* Problem description: Set down all of the data that follows word for word, without the images.

Location identification items
--------------------------------

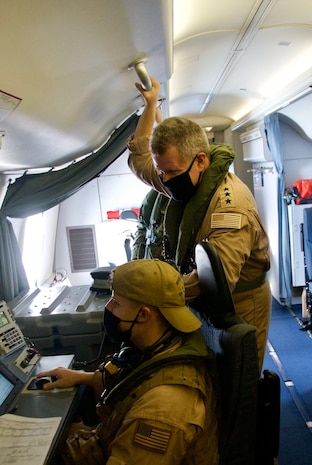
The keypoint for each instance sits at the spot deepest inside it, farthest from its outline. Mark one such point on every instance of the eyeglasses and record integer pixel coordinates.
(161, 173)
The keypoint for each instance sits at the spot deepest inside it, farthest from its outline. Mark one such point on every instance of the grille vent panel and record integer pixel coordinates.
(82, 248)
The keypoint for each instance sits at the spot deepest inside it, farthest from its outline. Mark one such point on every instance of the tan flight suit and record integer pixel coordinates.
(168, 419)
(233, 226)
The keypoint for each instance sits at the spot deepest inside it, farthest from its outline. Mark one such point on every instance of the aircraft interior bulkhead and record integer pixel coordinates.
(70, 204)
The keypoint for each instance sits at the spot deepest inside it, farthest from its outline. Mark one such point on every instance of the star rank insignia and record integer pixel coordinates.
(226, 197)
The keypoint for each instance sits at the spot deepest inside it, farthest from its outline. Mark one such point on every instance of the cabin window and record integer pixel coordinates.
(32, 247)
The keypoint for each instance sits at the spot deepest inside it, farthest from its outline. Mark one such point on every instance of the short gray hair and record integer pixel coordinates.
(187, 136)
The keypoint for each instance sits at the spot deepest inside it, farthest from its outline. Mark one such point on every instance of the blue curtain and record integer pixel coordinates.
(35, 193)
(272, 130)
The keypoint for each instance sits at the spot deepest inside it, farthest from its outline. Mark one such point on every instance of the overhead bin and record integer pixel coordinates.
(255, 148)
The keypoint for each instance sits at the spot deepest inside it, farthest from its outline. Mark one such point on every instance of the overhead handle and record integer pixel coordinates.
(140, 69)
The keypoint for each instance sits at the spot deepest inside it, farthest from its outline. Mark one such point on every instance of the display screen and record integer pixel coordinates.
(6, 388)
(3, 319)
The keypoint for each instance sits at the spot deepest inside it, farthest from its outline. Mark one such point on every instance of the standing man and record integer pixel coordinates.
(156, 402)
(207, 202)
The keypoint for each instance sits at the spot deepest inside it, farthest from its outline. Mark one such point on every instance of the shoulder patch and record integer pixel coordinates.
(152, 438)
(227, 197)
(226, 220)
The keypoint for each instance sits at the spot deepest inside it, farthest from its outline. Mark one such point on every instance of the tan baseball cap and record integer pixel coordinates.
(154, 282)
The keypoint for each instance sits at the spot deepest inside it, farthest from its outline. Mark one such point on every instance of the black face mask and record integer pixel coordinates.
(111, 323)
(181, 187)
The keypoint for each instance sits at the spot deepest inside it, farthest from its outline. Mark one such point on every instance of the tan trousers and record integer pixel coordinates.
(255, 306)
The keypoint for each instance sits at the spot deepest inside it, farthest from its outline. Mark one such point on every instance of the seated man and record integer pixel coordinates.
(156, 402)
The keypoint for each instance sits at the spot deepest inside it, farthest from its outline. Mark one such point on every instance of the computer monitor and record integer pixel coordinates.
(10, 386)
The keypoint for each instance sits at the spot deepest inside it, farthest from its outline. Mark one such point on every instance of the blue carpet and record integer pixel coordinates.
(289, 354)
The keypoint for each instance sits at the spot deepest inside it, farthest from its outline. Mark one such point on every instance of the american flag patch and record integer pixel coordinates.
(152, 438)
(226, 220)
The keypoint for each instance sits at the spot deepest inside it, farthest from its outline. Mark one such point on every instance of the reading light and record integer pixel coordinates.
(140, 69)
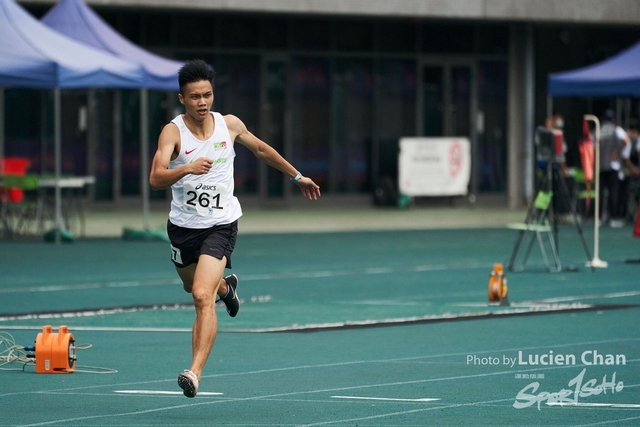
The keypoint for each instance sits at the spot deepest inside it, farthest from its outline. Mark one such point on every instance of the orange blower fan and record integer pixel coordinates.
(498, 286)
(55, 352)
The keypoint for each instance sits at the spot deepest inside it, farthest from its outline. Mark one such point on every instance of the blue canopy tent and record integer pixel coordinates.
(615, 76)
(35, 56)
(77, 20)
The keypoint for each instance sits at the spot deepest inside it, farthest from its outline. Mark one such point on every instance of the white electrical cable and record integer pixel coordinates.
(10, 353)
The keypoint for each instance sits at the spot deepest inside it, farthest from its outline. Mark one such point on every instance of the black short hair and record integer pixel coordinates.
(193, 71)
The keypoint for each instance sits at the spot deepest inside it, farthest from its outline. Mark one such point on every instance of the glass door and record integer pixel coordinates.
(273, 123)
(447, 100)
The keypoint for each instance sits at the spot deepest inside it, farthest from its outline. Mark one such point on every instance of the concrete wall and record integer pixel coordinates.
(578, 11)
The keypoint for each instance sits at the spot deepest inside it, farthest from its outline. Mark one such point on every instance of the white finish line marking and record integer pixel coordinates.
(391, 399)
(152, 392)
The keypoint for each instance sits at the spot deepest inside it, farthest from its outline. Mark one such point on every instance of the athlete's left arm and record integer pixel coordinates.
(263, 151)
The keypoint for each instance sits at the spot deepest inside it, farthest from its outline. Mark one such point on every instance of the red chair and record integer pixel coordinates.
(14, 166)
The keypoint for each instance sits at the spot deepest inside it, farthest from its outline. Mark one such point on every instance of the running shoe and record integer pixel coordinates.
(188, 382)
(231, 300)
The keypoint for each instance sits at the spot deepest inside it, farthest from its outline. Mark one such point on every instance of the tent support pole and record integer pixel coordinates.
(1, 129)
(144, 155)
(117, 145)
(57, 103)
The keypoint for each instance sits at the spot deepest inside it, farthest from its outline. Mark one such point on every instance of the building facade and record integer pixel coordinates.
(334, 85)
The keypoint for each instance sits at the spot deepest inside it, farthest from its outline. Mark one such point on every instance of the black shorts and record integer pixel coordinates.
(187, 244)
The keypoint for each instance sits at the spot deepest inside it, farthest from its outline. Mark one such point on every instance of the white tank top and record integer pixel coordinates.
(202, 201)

--------------------------------

* Complete answer:
The keypoint for each instance sits at the spot deepest inside it, farthest from its outline. Mark one such point on every instance of the eyeglasses and record integer pixel coordinates.
(161, 173)
The keypoint for each instance sits at the spot deepest inside it, farthest from its outline. Mark one such point on every instance of the grille vent panel and record integer pixel coordinates.
(82, 248)
The keypoint for each instance sits at the spot deepest inside it, farthest from its outline. Mark one such point on every instance of the tan flight suit and record integer pixel coordinates.
(168, 419)
(233, 226)
The keypoint for each instance sits at the spot deepest inside it, farthest from its outline. Mark one such point on every instance of the aircraft interior bulkhead and record integer pixel coordinates.
(70, 204)
The keypoint for each instance sits at the spot deepest inside it, farthest from its outline. Mark one such point on every instance of the star rank insignia and record integer pixel coordinates.
(226, 197)
The keypoint for each instance sits at the spot deepest inside it, farthest from its outline. Mark one such point on every instance of the cabin window and record integer pixel coordinates.
(32, 247)
The keypoint for each instance sits at the spot deepest inside it, farthest from its outline. Mark one such point on every instance of the short gray hair and record integer pixel coordinates.
(187, 136)
The keypoint for each instance sits at the spot deepest inside it, farthest from its outline. Mark one such point on every instance of the blue curtain and record integer pixel coordinates.
(35, 193)
(272, 130)
The keypoint for each instance sits at the spot deepest inside it, farthest from its outline. Mark one such point on every instance of the overhead bin and record integer pixel coordinates.
(255, 148)
The keypoint for each instance sits at the spot deepest inside it, farthest from its outline. Mark one such point on every instance of the overhead handle and record integer pixel coordinates.
(140, 69)
The keypoint for each instance sits at the spot deepest inside it, farthest from its outline. Mark one such point on every instance of the display screen and record integer pixel coordinates.
(6, 388)
(3, 319)
The keypoint for each instance sits at the spot deepest inside it, farthest from its outline. Mark one such point on every instance of the standing man and record integer pixel coordinates.
(156, 402)
(207, 202)
The keypoint for each instance sits at the spot deepest inside it, farthest from its outline. Mark one such point on every instance of the shoulder patch and record integer pixel coordinates.
(152, 438)
(227, 197)
(226, 220)
The keypoint for each instance sits at the spot deepest inside it, farthest from its outline. Mark one such point on every instance of the tan baseball cap and record integer pixel coordinates.
(154, 282)
The keypoint for each instance sits at the spot deepest inside it, farthest from its outline. Mark one such point on every instance of the black face mask and record integer pixel coordinates.
(111, 323)
(181, 187)
The keypoint for each instance sits at the spot deepest inside it, farthest from its outline. Mark one such point on every instance of the tan trousers and record integer pixel coordinates.
(255, 306)
The keypoint for each instance sits at the spot deepest inside it, farthest from its outline. Mark one such point on every instance of the seated man and record integer pixel coordinates.
(156, 402)
The keypoint for each instance sits at the spot deepest inside it, farthest from its outline. Mark one such point on every instance of the computer monitor and record integer pixel coordinates.
(10, 386)
The keypoint for each instance sits at the spot deepest inside it, farthest from its outline. Mark one such point on every instance of the blue carpet and record integer pixel coordinates.
(289, 354)
The keypoint for each instance sits at the spot deepest inside it, farthest from its outline. Mark one such point on every instance of the american flag patch and record integer pixel coordinates.
(152, 438)
(226, 220)
The keypoint for each instance sits at the spot deepest inside it, farthest from its outline. Mark one such point on every instance of the reading light and record integer pixel coordinates.
(140, 69)
The keypoint for each instance sits at the spot deepest inside it, farthest from its outline. Mark one such point on every instance of the orange blower fan and record integer pixel coordinates.
(498, 286)
(55, 352)
The keypoint for each instance sits at the spot deepest inside it, farthest from its outline. Mark one such point on every instance of the blue canopy tent and record integer pixel coordinates.
(615, 76)
(35, 56)
(77, 20)
The keypoint for each instance sits at the spot deepest inside it, farthest from its outline. Mark one such point on every instance of the white electrical cable and record integer pixel coordinates.
(10, 353)
The keypoint for each instance sits at the spot deepest inside it, farthest from its outline. Mark one such point on every instance of the black short hair and record integer pixel coordinates.
(193, 71)
The keypoint for each instance sits at the spot deepest inside it, farthest from its outline. Mark one such point on every instance of the glass door and record integer pixel coordinates.
(273, 123)
(447, 100)
The keypoint for each instance sits at the spot deepest inside it, farthest from its outline. Mark one such point on every instance of the concrete wall and record integer pixel coordinates.
(578, 11)
The keypoint for each instance sits at the spot deepest inside it, farthest from its outline. Mark one such point on every instance of the white finish line marking and record integer pixel coordinates.
(391, 399)
(152, 392)
The keypoint for each instance sits at the spot deepest inside it, farthest from its outline. Mark one such point on every instance of the athlete's left arm and record integer pixel coordinates.
(263, 151)
The keypoint for each instance sits at the spot deepest inside it, farthest from its outline. Mark one such point on every instance of the red chair and record integer pixel coordinates.
(14, 166)
The keypoint for each instance sits at the spot deepest inside it, farthest from its outline. Mark one such point on every instance of the running shoe and record integer pixel coordinates.
(188, 382)
(231, 300)
The keypoint for each instance sits at the spot deepest inside it, farthest from its outline. Mark one such point on every instance of the tent support pole and record integer pixel coordinates.
(1, 129)
(144, 155)
(117, 145)
(57, 103)
The keypoint for each instance sits at the spot deepest inside it, farthest from its outline. Mark one such point on every instance of the building facade and record integer pixel coordinates.
(334, 85)
The keypoint for each instance sits at the spot deepest inside it, farthest from its outline. Mark one such point on every instance of the black shorts and record integer pixel coordinates.
(187, 244)
The keypoint for each instance sits at the spot deepest inside it, farthest from its outline. Mark one such point on every instance of the white tank top and record integer pixel coordinates.
(202, 201)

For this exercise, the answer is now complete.